__STATED PROBLEM__
From the listing that follows, extract every line and set it down unaltered.

Object pointing dataset rows:
****************************************

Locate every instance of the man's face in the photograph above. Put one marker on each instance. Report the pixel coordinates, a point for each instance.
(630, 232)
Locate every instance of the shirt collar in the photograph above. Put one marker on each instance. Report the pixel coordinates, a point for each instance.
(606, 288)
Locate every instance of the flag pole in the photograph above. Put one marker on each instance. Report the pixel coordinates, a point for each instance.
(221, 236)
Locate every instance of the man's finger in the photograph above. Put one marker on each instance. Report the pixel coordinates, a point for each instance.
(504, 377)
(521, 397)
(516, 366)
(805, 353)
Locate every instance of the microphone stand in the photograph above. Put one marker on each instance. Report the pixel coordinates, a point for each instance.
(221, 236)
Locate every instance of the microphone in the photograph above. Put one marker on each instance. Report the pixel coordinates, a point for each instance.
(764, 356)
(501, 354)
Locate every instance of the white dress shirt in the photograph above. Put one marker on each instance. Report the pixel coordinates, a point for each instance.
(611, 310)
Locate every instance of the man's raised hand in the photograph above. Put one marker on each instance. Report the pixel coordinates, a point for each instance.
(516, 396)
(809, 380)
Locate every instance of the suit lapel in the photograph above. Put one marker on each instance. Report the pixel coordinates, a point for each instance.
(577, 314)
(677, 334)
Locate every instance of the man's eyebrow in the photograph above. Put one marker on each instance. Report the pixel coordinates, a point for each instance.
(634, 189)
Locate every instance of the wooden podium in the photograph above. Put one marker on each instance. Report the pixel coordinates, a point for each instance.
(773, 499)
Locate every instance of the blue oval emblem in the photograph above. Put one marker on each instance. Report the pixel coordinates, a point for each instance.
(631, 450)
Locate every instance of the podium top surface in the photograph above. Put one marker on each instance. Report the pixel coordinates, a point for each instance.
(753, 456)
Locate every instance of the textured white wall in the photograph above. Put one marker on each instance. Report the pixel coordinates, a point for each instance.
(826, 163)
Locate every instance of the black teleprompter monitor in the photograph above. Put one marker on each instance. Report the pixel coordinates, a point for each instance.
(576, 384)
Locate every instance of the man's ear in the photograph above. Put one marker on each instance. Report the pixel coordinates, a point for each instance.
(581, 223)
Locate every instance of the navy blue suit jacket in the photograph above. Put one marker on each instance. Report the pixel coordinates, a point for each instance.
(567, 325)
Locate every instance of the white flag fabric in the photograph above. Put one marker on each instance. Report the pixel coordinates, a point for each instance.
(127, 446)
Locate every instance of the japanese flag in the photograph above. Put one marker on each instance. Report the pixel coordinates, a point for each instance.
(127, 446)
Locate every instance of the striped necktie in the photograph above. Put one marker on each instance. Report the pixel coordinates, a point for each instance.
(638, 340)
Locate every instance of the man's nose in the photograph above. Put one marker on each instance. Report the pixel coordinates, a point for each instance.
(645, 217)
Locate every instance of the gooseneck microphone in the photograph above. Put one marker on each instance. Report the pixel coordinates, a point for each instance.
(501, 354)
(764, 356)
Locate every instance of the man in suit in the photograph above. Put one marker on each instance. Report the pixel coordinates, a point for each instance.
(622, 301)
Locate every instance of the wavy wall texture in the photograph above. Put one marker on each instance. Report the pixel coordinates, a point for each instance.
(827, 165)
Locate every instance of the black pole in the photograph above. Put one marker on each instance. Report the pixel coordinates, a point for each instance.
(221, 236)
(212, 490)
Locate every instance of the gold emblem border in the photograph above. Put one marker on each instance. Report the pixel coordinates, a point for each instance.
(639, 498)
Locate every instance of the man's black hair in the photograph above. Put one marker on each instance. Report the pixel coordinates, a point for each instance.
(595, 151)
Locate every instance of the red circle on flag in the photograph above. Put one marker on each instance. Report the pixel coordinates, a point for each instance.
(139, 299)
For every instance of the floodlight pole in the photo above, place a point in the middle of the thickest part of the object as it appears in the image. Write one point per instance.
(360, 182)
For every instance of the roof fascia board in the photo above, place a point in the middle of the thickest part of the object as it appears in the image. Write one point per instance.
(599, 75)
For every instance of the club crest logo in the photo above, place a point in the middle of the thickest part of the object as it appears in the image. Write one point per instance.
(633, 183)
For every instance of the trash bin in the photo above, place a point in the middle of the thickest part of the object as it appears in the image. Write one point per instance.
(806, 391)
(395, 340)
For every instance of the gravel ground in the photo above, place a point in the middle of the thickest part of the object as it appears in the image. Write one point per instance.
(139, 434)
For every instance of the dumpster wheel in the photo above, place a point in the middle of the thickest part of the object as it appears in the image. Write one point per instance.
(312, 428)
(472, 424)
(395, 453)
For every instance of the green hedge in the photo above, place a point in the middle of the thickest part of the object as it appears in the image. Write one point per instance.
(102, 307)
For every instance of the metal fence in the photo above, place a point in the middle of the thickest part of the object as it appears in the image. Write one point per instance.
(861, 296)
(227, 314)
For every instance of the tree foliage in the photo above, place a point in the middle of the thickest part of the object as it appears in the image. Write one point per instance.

****************************************

__SOLUTION FOR THIS PROBLEM__
Locate every instance of the man's face in the photograph above. Put one marker on each instance. Report the pixel coordinates, a point for each instance.
(630, 232)
Locate every instance of the shirt collar in the photograph above. Put one marker on each instance. Report the pixel coordinates, a point for each instance.
(606, 288)
Locate every instance of the flag pole in the photograph above. Put one marker on each instance. Report the pixel coordinates, a point for each instance.
(221, 236)
Locate every instance of the man's finger in the photograph above. Put one marker on each instance. Report the pixel coordinates, a point for each instance.
(504, 377)
(521, 397)
(516, 366)
(805, 353)
Locate every instance of the microphone stand in the photograph above. Put one marker on each instance. Report the pixel coordinates, a point for each instance.
(221, 236)
Locate every instance of the microphone in the photograph above. Put one marker on each instance. Report the pixel coordinates, a point for each instance.
(764, 356)
(501, 354)
Locate every instance of the white dress shirt in the photograph above. Put one marker on each instance. Report the pixel coordinates, a point for each instance.
(611, 310)
Locate every instance of the man's raised hand in the photograph above. Put one marker on each instance. Report the pixel coordinates, a point for each instance.
(516, 396)
(809, 380)
Locate every instance of the suit lapel in the photograph above. Put one marker on each instance. Report the pixel coordinates, a point for each instance.
(577, 314)
(677, 334)
Locate every instance of the man's eyebrow in the photograph above. Put one marker on each instance. Report the pixel coordinates, a point for each instance.
(634, 189)
Locate every instance of the wooden podium in the photograph above. Put one marker on each instance. Report the pixel coordinates, a point for each instance.
(773, 499)
Locate every instance of the blue oval emblem in the photograph above. Put one marker on each instance. Report the pixel coordinates, a point for each instance.
(631, 450)
Locate every instance of the podium top surface in the photograph above. Put one marker on each instance. Report the pixel coordinates, a point for each instance.
(753, 456)
Locate every instance of the textured white wall in the photograph above. Put one marker on each instance. Report the pixel coordinates, a point for each instance.
(826, 163)
Locate every instance of the black teleprompter monitor in the photograph above. Put one marker on each instance. Report the pixel coordinates, a point for each instance.
(576, 384)
Locate every instance of the man's ear in the photograph above. Put one marker on each instance. Report the pixel coordinates, a point for each instance.
(581, 223)
Locate every instance of the navy blue suit jacket in the photograph above. Put one marker on each instance. Report the pixel coordinates, a point for each instance.
(567, 325)
Locate every instance of the white flag fabric in the photograph above. Put one marker on each instance. Report the pixel coordinates, a point for each instance.
(127, 446)
Locate every instance of the japanese flag in the photograph above. Put one marker on each instance. Report the pixel coordinates, a point for each instance.
(127, 446)
Locate every instance of the striped necktie in the photograph above. Put one marker on each instance. Report the pixel coordinates, a point for each instance.
(638, 340)
Locate every instance of the man's nose in the photograph above. Put one marker on each instance. Report the pixel coordinates, a point for each instance.
(645, 217)
Locate every instance of the gooseneck microphone in the photograph above. Put one marker on each instance. Report the pixel coordinates, a point for each instance.
(501, 354)
(764, 356)
Locate every instance of the man in suit in the photograph above. Put one marker on each instance. Report the pixel coordinates, a point for each instance.
(622, 301)
Locate every instance of the wavy wall texture in the photograph above. Put one marker on each instance. Report the pixel coordinates, a point for each instance.
(827, 165)
Locate every instance of the black pole in the photograph above. Put one marker on each instance. Report the pixel coordinates, a point for each instance.
(221, 236)
(212, 490)
Locate every instance of the gold emblem border in the photograph above. Put one marker on each instance. Report the pixel coordinates, a point for each instance.
(639, 498)
Locate every instance of the man's black hair in the photograph above. Put one marker on each instance. Report the pixel coordinates, a point for each instance.
(595, 151)
Locate every instance of the red circle on flag in the photograph above. Put one marker on each instance. Report the pixel coordinates, a point for each instance.
(139, 299)
For every instance of the floodlight pole in the photo above, place a point in the middle of the thickest part of the object as it appears in the image. Write one point per instance.
(360, 182)
For every instance of the roof fascia board in the photo above, place a point in the middle of the thickest part of the object as it appears in the image. Write one point per instance.
(599, 75)
For every instance of the club crest logo in the photo above, place a point in the middle of the thickest part of the object as it appears in the image. Write one point per instance.
(633, 183)
For every instance of the trash bin in the photo above, place a point in the middle of the thickest part of the object as it appears in the image. Write one point per instance.
(806, 391)
(395, 340)
For every instance of the gravel ground in the photo above, place a point in the middle of the thickest part of the object as it appears in the image. Write one point per instance.
(139, 434)
For every instance of the dumpster wheel in the photo above, place a point in the middle of the thickest part of the object as it appears in the image. Write one point per instance.
(312, 428)
(472, 424)
(395, 453)
For every instance of the green hedge in the photo above, place a point in the middle of the thickest part of the object as it appears in the image. Write one point per instance.
(102, 307)
For every instance of the metal fence in the photo above, place a point in the middle of the thickest part of the object as it appears in the image. Write one point per instance.
(861, 296)
(227, 314)
For every instance of the tree foliage in the photo above, place a point in the middle of the thickest part of the object as it appears in the image. Write one point per instance.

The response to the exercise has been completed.